TEXT BLOCK:

·····

Personally I would be open to integrate this into Django, as several
tickets were open in the past wrt memory issues with big files. However,
this should indeed be discussed on the django-developers mailing list
first.
--
Ticket URL: <https://code.djangoproject.com/ticket/30190#comment:2>
Comment (by Ian Foote):
I've been using the library linked in the other ticket with good success.
I'd be in favour of adding something to core.
--
Ticket URL: <https://code.djangoproject.com/ticket/30190#comment:3>
Comment (by Adam (Chainz) Johnson):
+1 to add to core from me too.
--
Ticket URL: <https://code.djangoproject.com/ticket/30190#comment:4>
Comment (by aliva):
Hi
I have started writing tests for jsonl, (I simply copied `test_json` to
`test_jsonl`) and trying to fix issues. there is a problem I'm facing,
when using jsonl output lines can be very long, so what is the preferred
way to pass flake for test data?
* should I add `NOQA: E501` for these lines?
* use this style
{{{
a = """{"key": value",""" \
""""key2": value"}"""
}}}
* use this style
{{{
a = """{
"key": "value"
"ley2: "value2",
}.replace("\n", "")
}}}
also I have added patch 2 which is a work in progress and some tests fail
as a sample here is a sample test data from test_json.py
{{{
mapping_ordering_str = """[
{
"model": "serializers.article",
"pk": %(article_pk)s,
"fields": {
"author": %(author_pk)s,
"headline": "Poker has no place on ESPN",
"pub_date": "2006-06-16T11:00:00",
"categories": [
%(first_category_pk)s,
%(second_category_pk)s
],
"meta_data": []
}
}
]
}}}
It should be like this for jsonl
{{{
mapping_ordering_str = """{"model": "serializers.article", "pk":
%(article_pk)s, fields": {"author": %(author_pk)s, "headline": "Poker has
no place on ESPN", pub_date": "2006-06-16T11:00:00", categories":
[%(first_category_pk)s, %(second_category_pk)s], "meta_data": []}}\n"""
}}}
--
Ticket URL: <https://code.djangoproject.com/ticket/30190#comment:5>
* Attachment "patch-2-wip.diff" added.
patch 2 WIP
Comment (by Francisco Javier):
The Django Core MUST solve his own things by himself, and not relaying to
a third party solution.
If dumpdata/loaddata is broken for very big datasets, the issue must be
addresed and solved as soon as posible.
In my particular case, I have a Sqlite3 DataBase of 800MB, and want to
migrate to PostgreSQL. The Dumpdata/Loaddata combo is the only straight
way to do it.
If the django-mljson (or the patch submited in the ticket) solves the
MemoryError of Loaddata in big datasets, Django-Core must integrate the
mljson (or the patch submited) as the default serializer/deserializer for
dumpdata/loaddata process.
Actually, my issue is solved by using django-mljson, but lost 2 days
figuring 'what the heck' was going wrong.
--
Ticket URL: <https://code.djangoproject.com/ticket/30190#comment:6>
* cc: Francisco Javier (added)

·····

RECORD EXTRACTS:
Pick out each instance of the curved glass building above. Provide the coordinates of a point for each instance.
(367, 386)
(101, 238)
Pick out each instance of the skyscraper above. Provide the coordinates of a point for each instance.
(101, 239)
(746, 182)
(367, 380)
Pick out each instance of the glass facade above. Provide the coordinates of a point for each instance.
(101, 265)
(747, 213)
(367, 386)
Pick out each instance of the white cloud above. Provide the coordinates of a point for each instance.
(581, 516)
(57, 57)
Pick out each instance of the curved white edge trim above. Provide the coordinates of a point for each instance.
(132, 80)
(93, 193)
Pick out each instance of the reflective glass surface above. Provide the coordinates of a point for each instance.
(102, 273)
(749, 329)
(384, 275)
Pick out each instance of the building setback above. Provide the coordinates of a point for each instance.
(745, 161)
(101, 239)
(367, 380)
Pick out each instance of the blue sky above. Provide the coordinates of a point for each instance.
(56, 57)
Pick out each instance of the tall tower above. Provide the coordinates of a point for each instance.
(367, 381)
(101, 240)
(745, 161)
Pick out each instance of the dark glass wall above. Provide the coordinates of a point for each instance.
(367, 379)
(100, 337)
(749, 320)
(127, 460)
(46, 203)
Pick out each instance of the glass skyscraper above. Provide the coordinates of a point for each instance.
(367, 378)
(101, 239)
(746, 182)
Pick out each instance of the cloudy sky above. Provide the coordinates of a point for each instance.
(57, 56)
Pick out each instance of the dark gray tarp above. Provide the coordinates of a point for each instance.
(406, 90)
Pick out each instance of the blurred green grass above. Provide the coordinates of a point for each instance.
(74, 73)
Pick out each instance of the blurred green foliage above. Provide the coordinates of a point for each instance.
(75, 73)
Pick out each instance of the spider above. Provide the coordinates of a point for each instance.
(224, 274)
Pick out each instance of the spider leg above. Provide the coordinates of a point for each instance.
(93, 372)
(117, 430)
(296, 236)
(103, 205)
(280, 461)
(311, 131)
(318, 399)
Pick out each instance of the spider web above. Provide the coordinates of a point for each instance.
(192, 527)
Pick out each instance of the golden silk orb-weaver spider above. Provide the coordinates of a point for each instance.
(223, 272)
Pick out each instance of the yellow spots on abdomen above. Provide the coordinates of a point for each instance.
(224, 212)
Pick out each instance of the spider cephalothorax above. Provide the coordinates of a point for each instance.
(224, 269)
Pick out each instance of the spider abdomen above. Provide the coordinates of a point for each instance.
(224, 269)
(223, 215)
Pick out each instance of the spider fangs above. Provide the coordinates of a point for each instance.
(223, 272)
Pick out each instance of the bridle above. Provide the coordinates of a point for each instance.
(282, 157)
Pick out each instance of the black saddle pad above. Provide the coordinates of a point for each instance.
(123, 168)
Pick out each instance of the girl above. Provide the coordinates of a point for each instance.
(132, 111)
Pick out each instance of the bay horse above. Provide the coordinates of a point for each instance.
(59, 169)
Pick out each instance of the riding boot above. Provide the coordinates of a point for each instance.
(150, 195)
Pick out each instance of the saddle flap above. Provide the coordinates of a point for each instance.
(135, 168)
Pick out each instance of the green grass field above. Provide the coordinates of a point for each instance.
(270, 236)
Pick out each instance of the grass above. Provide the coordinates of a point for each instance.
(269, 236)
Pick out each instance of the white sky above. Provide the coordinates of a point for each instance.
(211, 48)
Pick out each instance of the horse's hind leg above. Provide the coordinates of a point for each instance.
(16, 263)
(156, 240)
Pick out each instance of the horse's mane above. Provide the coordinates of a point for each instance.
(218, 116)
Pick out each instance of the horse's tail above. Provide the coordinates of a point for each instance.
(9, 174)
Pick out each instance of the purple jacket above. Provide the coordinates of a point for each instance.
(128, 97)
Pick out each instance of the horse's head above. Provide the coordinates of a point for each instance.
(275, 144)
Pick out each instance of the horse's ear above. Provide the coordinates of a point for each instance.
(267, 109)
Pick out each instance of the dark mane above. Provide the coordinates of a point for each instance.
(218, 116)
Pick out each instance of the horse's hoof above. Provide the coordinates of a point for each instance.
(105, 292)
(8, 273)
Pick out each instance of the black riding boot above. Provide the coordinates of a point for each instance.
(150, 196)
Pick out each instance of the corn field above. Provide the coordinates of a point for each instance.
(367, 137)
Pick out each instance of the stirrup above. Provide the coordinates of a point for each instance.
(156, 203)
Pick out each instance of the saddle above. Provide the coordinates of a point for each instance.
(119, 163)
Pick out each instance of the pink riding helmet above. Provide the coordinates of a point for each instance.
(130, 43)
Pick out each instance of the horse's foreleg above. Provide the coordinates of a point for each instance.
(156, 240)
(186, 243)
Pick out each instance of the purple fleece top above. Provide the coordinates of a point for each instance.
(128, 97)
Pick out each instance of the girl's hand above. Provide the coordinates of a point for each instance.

·····

REQUIRED ACTIONS:
1. Give the name of every person the Django ticket thread marks with "Comment (by".
2. In the Django ticket thread, reproduce the passage starting with "Personally I would" and going on through "from me too.".

OUTPUTS FOR THE TASKS:
1.
Ian Foote
Adam (Chainz) Johnson
aliva
Francisco Javier

2.
Personally I would be open to integrate this into Django, as several
tickets were open in the past wrt memory issues with big files. However,
this should indeed be discussed on the django-developers mailing list
first.
--
Ticket URL: <https://code.djangoproject.com/ticket/30190#comment:2>
Comment (by Ian Foote):
I've been using the library linked in the other ticket with good success.
I'd be in favour of adding something to core.
--
Ticket URL: <https://code.djangoproject.com/ticket/30190#comment:3>
Comment (by Adam (Chainz) Johnson):
+1 to add to core from me too.